IGF-1 LR3 is a long-acting insulin-like growth factor analog studied in growth and recovery research contexts. It arrives as a lyophilized powder, and because it is dosed in micrograms, the reconstitution ratio is usually chosen to keep small doses readable on a U-100 insulin syringe.
Research-context information only. IGF-1 LR3 is a research chemical without FDA approval as a finished pharmaceutical product. The reconstitution math below reflects vendor documentation and community-reported protocols. Research sources describe growth-factor and recovery applications; outcome claims are not supported by FDA-approved indications. This article reports what has been documented, not what should be done. Consult a licensed physician for personal medical decisions.

**Information given**

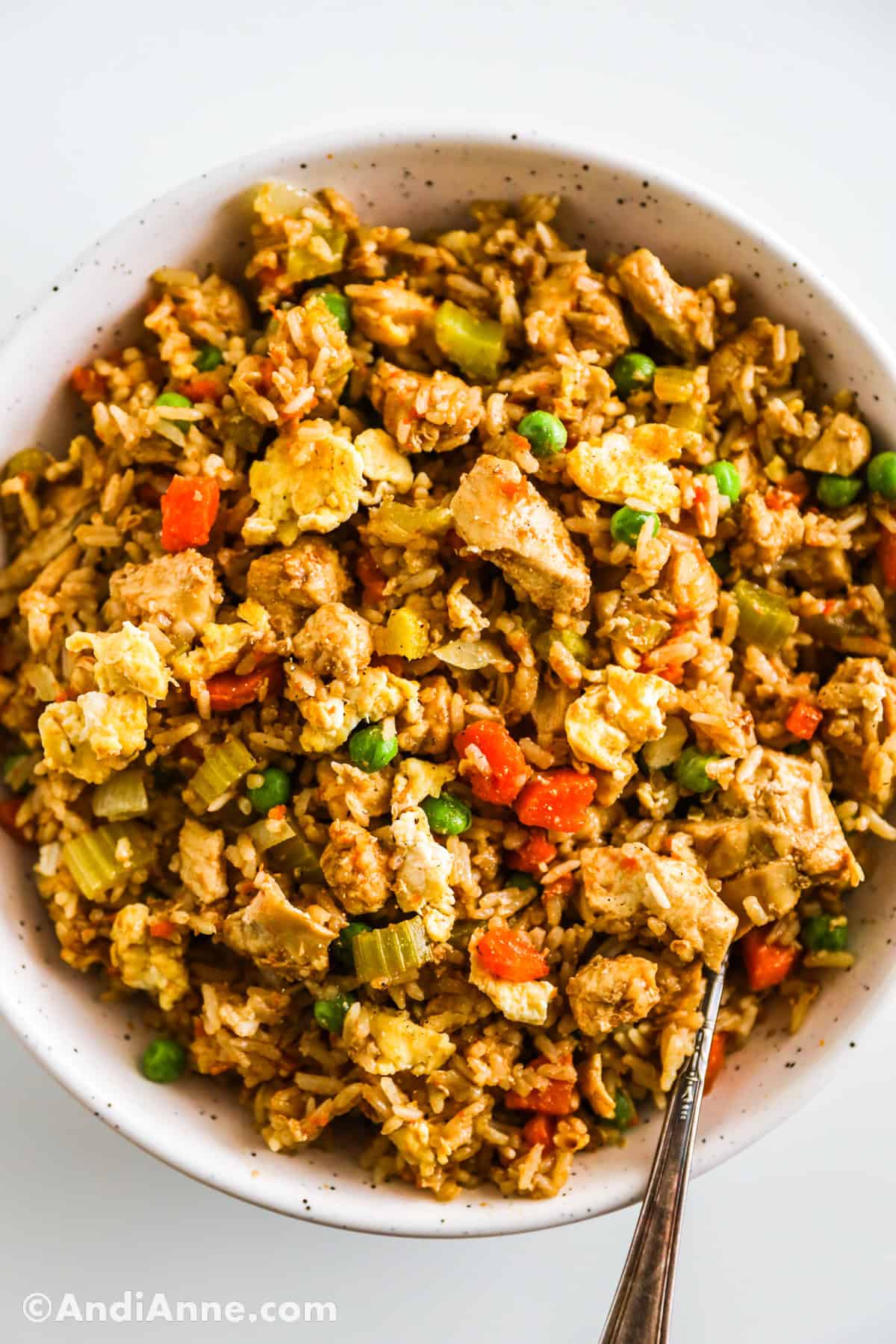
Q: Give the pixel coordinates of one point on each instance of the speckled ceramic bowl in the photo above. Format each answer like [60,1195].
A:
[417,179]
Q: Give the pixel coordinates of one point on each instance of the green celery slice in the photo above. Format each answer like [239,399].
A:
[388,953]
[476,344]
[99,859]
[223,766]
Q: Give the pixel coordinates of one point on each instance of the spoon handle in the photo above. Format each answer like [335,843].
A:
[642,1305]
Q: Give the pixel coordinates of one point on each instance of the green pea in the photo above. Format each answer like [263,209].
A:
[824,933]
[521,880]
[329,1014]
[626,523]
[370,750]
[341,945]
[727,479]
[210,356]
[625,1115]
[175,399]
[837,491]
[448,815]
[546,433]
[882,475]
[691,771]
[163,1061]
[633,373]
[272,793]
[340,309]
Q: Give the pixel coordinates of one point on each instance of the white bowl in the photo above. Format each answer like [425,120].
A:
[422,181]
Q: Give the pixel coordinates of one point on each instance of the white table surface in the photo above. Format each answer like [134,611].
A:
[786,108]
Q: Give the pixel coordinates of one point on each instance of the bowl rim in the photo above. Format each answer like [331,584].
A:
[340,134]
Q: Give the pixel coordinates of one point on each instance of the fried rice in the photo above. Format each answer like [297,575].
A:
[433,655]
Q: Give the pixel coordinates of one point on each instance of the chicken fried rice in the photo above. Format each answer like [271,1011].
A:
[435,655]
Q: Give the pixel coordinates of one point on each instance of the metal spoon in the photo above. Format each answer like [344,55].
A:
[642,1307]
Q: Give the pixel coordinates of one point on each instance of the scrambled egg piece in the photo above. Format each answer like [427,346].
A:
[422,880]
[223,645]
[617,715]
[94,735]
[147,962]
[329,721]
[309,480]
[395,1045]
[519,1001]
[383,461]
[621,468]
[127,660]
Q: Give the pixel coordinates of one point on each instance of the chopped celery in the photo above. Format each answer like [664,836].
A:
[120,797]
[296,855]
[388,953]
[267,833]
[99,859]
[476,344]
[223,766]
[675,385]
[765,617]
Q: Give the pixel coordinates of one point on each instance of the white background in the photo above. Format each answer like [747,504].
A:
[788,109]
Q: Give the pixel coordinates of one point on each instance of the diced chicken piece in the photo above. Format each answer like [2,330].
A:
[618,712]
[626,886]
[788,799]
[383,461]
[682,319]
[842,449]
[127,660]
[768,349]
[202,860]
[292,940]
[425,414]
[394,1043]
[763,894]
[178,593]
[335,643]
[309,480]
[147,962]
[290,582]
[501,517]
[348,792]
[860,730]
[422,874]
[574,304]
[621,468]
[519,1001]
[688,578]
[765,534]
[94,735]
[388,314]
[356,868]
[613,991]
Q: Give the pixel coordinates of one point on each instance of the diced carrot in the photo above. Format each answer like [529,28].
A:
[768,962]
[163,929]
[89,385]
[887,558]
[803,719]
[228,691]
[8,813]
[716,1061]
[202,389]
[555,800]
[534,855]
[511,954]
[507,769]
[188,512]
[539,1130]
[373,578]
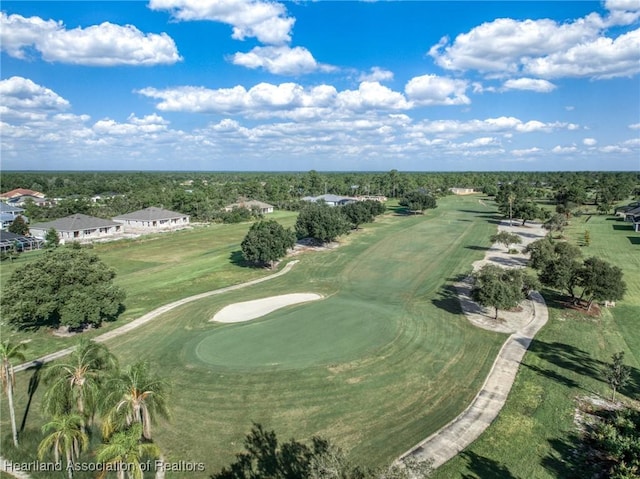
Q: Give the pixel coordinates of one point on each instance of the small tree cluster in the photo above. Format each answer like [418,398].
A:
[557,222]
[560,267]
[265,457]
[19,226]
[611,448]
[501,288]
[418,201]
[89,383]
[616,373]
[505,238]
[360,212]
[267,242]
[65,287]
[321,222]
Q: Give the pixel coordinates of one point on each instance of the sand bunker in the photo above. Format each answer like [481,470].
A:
...
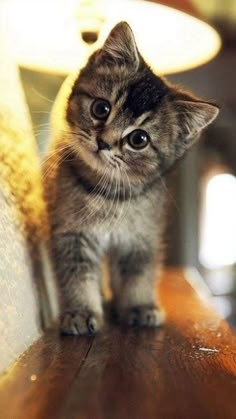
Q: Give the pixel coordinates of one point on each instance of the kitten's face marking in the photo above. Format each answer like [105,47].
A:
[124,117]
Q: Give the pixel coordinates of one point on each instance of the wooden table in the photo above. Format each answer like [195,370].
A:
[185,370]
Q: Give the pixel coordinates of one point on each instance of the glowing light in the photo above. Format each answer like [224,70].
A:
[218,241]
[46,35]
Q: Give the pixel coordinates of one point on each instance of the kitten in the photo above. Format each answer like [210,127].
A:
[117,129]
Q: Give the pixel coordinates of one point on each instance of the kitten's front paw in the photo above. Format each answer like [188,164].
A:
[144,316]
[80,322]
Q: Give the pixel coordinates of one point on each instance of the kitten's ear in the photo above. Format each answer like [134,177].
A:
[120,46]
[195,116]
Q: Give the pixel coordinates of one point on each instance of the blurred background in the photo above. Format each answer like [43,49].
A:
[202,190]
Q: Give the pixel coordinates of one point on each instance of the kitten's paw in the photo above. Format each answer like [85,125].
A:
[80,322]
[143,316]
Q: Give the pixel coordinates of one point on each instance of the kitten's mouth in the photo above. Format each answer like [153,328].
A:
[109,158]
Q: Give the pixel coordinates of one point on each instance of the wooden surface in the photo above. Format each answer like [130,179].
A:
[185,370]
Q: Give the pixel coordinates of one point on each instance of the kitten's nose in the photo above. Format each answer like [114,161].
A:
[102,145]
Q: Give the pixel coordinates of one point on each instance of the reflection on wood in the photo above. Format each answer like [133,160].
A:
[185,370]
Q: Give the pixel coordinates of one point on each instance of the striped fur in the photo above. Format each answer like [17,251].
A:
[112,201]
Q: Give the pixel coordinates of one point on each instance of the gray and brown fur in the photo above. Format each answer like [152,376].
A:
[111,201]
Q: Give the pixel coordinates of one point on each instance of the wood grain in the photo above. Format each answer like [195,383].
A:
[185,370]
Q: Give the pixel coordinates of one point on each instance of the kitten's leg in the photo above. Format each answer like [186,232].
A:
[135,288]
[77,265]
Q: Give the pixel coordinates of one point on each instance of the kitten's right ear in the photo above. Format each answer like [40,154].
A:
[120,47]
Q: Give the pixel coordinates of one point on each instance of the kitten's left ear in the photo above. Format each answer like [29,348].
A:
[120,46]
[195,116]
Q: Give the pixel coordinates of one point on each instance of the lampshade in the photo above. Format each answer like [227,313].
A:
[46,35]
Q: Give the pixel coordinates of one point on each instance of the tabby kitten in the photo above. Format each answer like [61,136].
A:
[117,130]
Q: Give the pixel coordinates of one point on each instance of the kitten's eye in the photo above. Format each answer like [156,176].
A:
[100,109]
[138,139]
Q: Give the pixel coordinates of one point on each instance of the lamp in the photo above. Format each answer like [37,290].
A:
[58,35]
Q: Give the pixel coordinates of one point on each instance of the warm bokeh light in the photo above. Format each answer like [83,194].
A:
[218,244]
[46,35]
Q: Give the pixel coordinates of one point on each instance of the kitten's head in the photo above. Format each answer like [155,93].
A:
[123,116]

**Directions for this task**
Extract the portion of the IGF-1 LR3 passage above from "IGF-1 LR3 is a long-acting" to "U-100 insulin syringe.", reproducing it word for word.

**Answer to this problem**
IGF-1 LR3 is a long-acting insulin-like growth factor analog studied in growth and recovery research contexts. It arrives as a lyophilized powder, and because it is dosed in micrograms, the reconstitution ratio is usually chosen to keep small doses readable on a U-100 insulin syringe.